> **PASSAGE FOR REVIEW**
******
This particular organization has a specific focus - bees - and the message is very compelling. To be honest, I have noticed a bee decline in our gardens. I haven’t seen as many lately. So when this appeal came, I read it and sent a check. I didn’t realize, for example, that every three bites of food that you and I eat is pollinated by honey bees. Or, that 80% of flowering plants rely on bees for pollination for reproduction. Bees are dying, according to Friends of the Earth, because of colony collapse disorder (CCD). Now science says that CCD is caused by pesticides, one of the most powerful being neonicotinoids, or neonics. All of this makes sense to me so I agreed to send a note to Home Depot (one of my favorite stores) and Lowe’s asking them to cease using any product that may contain neonicotinoids, like plants and seeds. Yes, I sent the letter.
Solutions are simple if we just use our heads. It’s all about considering “the end” from “the beginning.” Don’t put wind turbines in places where birds live and/or migrate. I really think this goes back to designing for end of life. I’ll talk about wind energy and renewable energy in another column. Suffice it to say, whether it is buying products that have been treated with pesticides or making pressure sensitive laminate without concern for a sustainable solution for its by-product, neither helps our planet. It just adds to stress. And this leads me to the subject of this column, the conversion of lignocellulosic by-product from trees and grasses to polymers that are identical to petrochemical derivatives. This is almost as exciting as IBM’s development of “Titan” and “Hydro”; more later about these two.
The amazing part of the lignin story is, why did it take industry so long? I know why: products that were developed years ago were developed without any concern for end of life! Hah!
I love lignin! Do you know what it is? Bill, John, Sheila, Petri – do you remember lignin from your paper days? Everyone in the paper world knows about lignin. What about you petrochemical people? Do you know what lignin is? Surely you do because you have your lignin, too. And, to be fair, “petro people” have done a far better job with their lignin than the paper industry. You’re way ahead but thank goodness the paper people are catching up.
Lignin is by-product generated in the pulp manufacturing process. It’s the “glue” that keeps a tree together. It is a polyaromatic material found in most living plants as an outcome of photosynthesis. For the most part a tree is made up of cellulose, fibers and lignin. The pulp guys want the cellulose for strength (pulp). Lignin is the by-product that was spread on fields, dumped, and during the last fifty years used for energy. But now it is also used in adhesives, sealants, thermoplastics, binders, etc. It is also a wonderful, non-petroleum source of aromatic materials including phenols. The petro guys figured it out before the cellulose guys. Making gasoline from oil creates “by-product.” Since we were making so much gasoline, the petrol industry had to create alternatives to landfilling. Mobil, Exxon, BP, Texaco, and Shell began to formulate polymers, resins, and in the 20s and 30s they created “plastics” with lots of derivatives such as PE, PP, PET, etc. Voila, they solved their problem.
******
> **RECORDS SUPPLIED**
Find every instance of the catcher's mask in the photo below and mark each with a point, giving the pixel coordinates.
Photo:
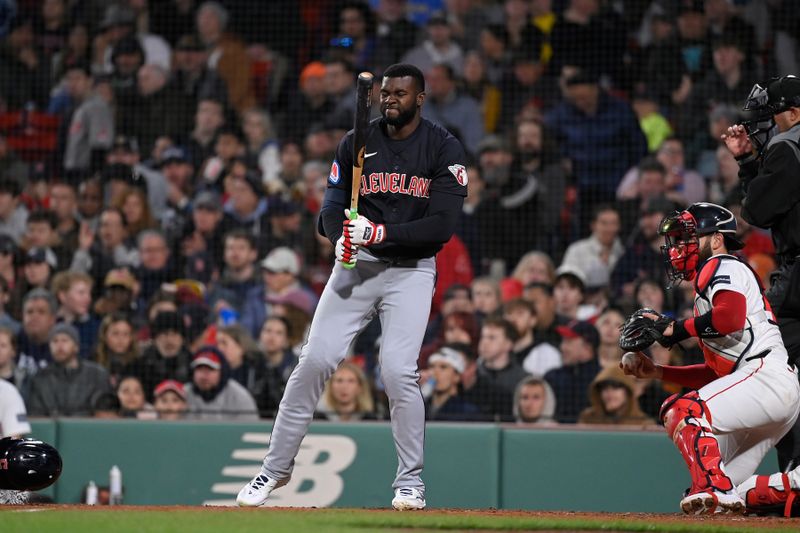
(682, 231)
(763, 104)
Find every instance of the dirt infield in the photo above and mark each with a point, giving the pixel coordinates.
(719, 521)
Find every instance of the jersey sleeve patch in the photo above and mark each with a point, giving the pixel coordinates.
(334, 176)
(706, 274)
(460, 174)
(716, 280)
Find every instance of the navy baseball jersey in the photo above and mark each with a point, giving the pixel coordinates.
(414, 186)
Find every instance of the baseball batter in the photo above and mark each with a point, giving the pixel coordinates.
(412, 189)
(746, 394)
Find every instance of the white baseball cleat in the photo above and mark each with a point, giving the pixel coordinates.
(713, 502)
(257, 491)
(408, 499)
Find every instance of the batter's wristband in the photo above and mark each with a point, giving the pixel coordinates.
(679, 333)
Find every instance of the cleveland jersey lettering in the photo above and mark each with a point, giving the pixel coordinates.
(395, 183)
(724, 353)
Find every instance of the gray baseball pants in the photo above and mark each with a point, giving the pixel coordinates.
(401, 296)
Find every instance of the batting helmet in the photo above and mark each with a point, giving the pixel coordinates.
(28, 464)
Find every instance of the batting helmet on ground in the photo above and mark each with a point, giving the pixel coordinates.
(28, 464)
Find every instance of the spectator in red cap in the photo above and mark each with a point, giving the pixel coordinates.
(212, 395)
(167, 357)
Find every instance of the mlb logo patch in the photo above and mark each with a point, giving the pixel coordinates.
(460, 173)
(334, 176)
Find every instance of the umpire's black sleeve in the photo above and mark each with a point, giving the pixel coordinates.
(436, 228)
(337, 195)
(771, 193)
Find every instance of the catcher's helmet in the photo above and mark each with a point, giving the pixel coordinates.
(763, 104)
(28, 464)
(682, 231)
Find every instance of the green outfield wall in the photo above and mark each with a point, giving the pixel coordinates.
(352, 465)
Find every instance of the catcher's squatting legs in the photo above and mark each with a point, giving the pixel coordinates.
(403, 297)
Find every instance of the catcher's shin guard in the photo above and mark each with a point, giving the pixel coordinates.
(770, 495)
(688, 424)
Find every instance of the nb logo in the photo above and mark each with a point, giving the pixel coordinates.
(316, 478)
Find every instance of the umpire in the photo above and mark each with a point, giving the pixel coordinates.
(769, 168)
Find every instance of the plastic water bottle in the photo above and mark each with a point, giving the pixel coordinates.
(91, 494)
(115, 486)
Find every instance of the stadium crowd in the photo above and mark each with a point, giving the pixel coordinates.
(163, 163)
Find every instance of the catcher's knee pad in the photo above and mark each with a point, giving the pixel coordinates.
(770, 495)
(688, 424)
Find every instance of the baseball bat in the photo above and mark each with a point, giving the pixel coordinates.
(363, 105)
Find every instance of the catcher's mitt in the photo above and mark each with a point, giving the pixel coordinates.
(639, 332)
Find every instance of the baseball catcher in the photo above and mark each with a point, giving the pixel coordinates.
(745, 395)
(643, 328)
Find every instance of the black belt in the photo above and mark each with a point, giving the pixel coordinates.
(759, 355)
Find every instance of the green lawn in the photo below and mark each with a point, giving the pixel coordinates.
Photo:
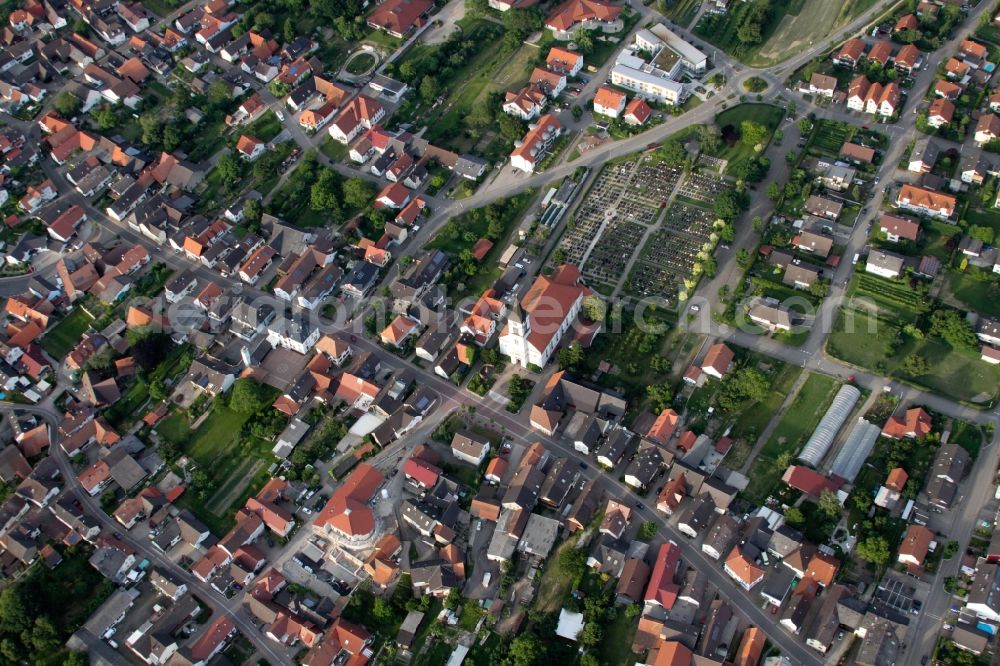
******
> **PROBLEMS TO SOLVE**
1/ In the column on bees and lignin, what manufacturing process generates lignin as a by-product?
2/ Reproduce the passage from the column on bees and lignin, starting with "The amazing part" and going on through "of life! Hah!".
3/ Carry on writing the column on bees and lignin from the point where it stops.

> **EXERCISE RESULTS**
1/ Lignin is generated in the pulp manufacturing process.

2/
The amazing part of the lignin story is, why did it take industry so long? I know why: products that were developed years ago were developed without any concern for end of life! Hah!

3/
In the meantime, the paper guys continued to burn lignin for energy until quite recently. If we consider just phenolics, today most commercial phenolics still come from petroleum. However, in several development projects, lignin is being used as an alternative that is renewable, sustainable, and competitive with petrochemicals. It is non-toxic, an antioxidant, a water barrier and even, in some cases, a fire retardant.
The first state-of-the-art, commercial-scale lignin separation plant was started last year in Plymouth, NC, USA. This is a Domtar facility and it is believed this facility will make greener and more cost effective products than synthetic (petrobased) elastomers and polymers. Lignin may be used as an additive for “tape, labels, and wood adhesives. For primary adhesives, lignin could be used as a “tackifier to pressure sensitive resins, a binder for wood, wood composites and other hot melt adhesive renewables, a plasticizer for oils, a base polymer for wood substrates and could displace phenol-formeldehyde binders.” With all of those commercial opportunities one might wonder why the development has taken so long. After all, we generate at least 73,000 tons of lignin per year and only recover 2%. We can criticize the petro business for being fossil-oriented but they sure moved more quickly than the paper industry. Honestly, I think it goes back to priorities and culture. If end of life is not part of your mindset it just doesn’t happen. Green adhesives and natural polymers are estimated to represent 30 – 40% of all the raw materials in adhesive formulations. This will only continue to grow as technology evolves. Lignin is part of this evolution. Just recently, Kaleigh Reno, a graduate student from the University of Delaware, announced she and other researchers had developed a process that “converts lignin fragments into a compound called ‘bisquaiacol (BGF)’ which could be an alternative to bisphenol (BPA) which has been determined to be a carcinogen. BGF has the same properties as BPA and could be marketable in under five years.
“Before we synthesize it we need to make sure it is less toxic, less hazardous to human health and still has the desirable properties of BPA,” said Reno.
We know from previous work on lignin that it is an abundant material. It is chemically aromatic and it is known to provide rigidity and be a high performance polymer.
Reno said they know the molecular structure of BPA plays a role in disrupting natural hormones such as estrogen.
BGF was designed so that is it incapable of interfering with hormones but retains the desirable thermal and mechanical properties of BPA.
The use of lignin as an alternative to petrochemical polymers will continue to mature, just like IBM’s new ultra-strong material Titan and Hydro that is recyclable. This is a fascinating story and only occurred because of an accident in one of IBM’s labs. Jeannette Garcia forgot to add a component to a simple polymerization reaction. Instead of becoming a slurry it formed a polymer, a very, very strong one. Ah, mistakes. Garcia explains, “I couldn’t even get it out of the flask. I had to break the glass with a hammer. The polymer actually survived the glass breaking, so I hit it with the hammer and it didn’t seem to break. I thought, ‘hmmm, there could be something to this.’ Further study revealed, “it’s stronger than existing thermosetting resins (epoxy, phenolic, etc.) by about threefold.”
IBM calls Garcia’s development “computational chemistry.” This technique “revealed that there was a hidden, stable precursor to the material, meaning it could be further tweaked.” Cure it at high temperature and it’s so hard it could be used in aerospace applications. Cure it at low temperatures and “you get an organogel that sticks to itself, healing gaps and scratches.” And, there were more surprises. Both of these materials, the low and high cure polymers, called Hydro and Titan respectively, can be reduced to their component monomers very simply. Titan disappears in strong acid and Hydro in ordinary water.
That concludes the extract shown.